**BRANO FORNITO:**
“NON SIAMO GLI AVVOCATI DIFENSORI DI DELMASTRO” – I LEGHISTI GODONO PER I GUAI GIUDIZIARI DEI MELONIANI, E SVELENANO RICORDANDO QUANDO LA SORA GIORGIA NON FIRMÒ IL REFERENDUM SULL’ABUSO D’UFFICIO – SALVINI ABBASSA I TONI DELLO SCONTRO CON I MAGISTRATI PER METTERE IN DIFFICOLTÀ LA DUCETTA: “MEGLIO EVITARE INUTILI ESIBIZIONI MUSCOLARI CHE POI NON CI PORTANO MAI TROPPO LONTANI DALLA LINEA DI PARTENZA”
-Estratto dell’articolo di Marco Cremonesi per il “Corriere della Sera”
«Non siamo gli avvocati difensori di Delmastro…». Tra i leghisti, le discussioni che si sono aperte in queste settimane appassionano poco. La determinazione con cui dentro Fratelli d’Italia sembrano intenzionati a procedere sulla riforma della Giustizia lascia i salviniani freddini, o freddi proprio. Non è tanto questione dei temi sul tavolo, su quelli in linea di massima i partiti del centrodestra concordano.

**CONSEGNE DELL'ESERCIZIO:**
a – Riassuma il brano fornito in due frasi.
b – Traduca in inglese la frase del brano fornito «Tra i leghisti, le discussioni che si sono aperte in queste settimane appassionano poco.»
c – Secondo il brano fornito, su quale riforma Fratelli d'Italia sembra intenzionato a procedere con determinazione?

(Voci di puntamento ed etichettatura)
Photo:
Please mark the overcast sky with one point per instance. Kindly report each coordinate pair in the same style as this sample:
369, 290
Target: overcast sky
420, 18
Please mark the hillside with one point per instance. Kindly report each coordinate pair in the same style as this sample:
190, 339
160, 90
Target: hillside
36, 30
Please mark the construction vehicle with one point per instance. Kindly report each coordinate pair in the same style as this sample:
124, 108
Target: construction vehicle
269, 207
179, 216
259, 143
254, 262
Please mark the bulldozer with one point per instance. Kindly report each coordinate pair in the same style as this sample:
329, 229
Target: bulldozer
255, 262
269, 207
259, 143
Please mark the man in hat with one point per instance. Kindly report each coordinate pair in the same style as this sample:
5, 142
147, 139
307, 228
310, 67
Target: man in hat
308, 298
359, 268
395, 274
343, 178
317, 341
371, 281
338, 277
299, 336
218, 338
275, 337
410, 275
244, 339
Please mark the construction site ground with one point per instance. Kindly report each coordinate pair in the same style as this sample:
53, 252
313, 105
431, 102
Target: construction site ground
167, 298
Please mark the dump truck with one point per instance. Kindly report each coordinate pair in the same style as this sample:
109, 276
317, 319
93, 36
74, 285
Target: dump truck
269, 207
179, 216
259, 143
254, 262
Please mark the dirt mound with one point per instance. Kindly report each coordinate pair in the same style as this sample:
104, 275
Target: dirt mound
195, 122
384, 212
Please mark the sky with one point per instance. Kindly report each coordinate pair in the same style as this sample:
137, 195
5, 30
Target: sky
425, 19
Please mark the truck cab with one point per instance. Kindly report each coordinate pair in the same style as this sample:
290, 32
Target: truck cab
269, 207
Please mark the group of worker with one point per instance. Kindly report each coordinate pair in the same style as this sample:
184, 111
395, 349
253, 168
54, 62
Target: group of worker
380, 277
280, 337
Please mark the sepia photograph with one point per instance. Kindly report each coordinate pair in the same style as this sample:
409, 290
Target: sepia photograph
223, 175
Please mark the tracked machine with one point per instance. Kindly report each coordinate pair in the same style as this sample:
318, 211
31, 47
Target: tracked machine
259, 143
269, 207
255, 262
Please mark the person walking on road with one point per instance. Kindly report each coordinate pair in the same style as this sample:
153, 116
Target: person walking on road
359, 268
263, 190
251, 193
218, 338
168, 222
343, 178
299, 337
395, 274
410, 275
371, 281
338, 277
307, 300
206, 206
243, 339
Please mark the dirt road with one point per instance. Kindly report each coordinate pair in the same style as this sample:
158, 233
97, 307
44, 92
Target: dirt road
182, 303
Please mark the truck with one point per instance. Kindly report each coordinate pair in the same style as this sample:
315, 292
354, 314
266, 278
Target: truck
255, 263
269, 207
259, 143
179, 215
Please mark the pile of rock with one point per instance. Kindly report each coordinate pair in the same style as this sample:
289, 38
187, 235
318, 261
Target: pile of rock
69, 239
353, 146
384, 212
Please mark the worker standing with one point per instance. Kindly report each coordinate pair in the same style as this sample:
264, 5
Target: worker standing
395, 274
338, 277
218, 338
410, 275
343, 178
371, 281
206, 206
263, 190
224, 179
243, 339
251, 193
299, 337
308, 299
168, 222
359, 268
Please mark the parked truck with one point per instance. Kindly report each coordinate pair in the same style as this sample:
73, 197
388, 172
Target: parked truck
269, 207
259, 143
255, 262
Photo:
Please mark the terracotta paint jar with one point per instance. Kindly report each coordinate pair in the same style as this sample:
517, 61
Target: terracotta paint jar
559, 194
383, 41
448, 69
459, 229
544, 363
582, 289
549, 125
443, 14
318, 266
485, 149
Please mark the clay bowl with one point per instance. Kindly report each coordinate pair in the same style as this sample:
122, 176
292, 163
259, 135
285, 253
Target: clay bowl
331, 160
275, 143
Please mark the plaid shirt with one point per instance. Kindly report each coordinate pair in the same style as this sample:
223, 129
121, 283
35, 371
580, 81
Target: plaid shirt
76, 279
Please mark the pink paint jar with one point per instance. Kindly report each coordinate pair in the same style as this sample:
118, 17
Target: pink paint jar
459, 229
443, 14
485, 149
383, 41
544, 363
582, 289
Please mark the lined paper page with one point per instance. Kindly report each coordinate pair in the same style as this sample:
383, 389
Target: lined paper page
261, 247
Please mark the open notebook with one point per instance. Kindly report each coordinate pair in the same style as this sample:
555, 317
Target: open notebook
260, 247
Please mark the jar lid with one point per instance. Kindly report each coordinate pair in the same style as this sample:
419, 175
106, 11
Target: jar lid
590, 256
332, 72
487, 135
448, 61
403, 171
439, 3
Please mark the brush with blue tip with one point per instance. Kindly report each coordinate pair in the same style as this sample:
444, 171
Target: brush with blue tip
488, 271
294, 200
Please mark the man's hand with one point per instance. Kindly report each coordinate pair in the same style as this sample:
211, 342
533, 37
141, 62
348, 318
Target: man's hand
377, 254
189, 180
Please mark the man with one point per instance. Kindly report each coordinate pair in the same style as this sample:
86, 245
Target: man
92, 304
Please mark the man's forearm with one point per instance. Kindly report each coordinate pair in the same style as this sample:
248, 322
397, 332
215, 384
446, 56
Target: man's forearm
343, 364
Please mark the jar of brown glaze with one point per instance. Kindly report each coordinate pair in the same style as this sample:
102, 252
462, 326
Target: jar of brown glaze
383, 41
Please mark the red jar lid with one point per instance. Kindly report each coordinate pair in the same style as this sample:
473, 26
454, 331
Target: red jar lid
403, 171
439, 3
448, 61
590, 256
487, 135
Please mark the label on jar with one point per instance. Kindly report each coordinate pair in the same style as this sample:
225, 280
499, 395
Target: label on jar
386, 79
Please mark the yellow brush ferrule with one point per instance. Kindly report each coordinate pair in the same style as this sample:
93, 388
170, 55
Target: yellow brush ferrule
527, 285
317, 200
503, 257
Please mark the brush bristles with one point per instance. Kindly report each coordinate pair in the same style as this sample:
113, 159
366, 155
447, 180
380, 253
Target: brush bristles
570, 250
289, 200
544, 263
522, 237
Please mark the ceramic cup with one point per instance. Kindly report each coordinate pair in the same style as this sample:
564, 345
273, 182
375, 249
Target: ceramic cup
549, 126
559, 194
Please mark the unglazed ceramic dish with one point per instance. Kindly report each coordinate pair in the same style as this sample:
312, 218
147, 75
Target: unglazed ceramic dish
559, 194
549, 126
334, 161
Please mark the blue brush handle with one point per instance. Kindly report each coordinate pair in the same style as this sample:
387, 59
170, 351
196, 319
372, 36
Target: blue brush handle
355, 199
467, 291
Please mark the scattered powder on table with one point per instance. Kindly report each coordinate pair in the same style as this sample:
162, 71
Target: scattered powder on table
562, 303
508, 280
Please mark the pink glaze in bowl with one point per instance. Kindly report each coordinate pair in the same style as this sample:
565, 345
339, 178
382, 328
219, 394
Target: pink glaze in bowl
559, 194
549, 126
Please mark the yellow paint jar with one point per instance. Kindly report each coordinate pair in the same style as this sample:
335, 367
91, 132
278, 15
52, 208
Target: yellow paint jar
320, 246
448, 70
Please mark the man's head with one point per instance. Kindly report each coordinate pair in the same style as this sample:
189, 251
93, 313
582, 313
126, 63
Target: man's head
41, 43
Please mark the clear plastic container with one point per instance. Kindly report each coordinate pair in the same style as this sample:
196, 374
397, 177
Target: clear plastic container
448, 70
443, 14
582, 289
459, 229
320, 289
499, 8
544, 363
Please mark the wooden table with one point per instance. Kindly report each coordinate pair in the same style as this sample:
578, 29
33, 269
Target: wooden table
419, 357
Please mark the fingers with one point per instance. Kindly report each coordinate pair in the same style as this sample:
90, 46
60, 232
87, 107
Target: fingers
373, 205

**SOLUZIONI PER CONSEGNA:**
a – Tra i leghisti le discussioni aperte in queste settimane suscitano scarso interesse, e la determinazione con cui Fratelli d'Italia sembra voler procedere sulla riforma della Giustizia lascia freddi i salviniani. La questione non riguarda tanto i temi sul tavolo, sui quali i partiti del centrodestra in linea di massima concordano.

b – Among the League members, the discussions that have opened up over these weeks stir little enthusiasm.

c – Sulla riforma della Giustizia.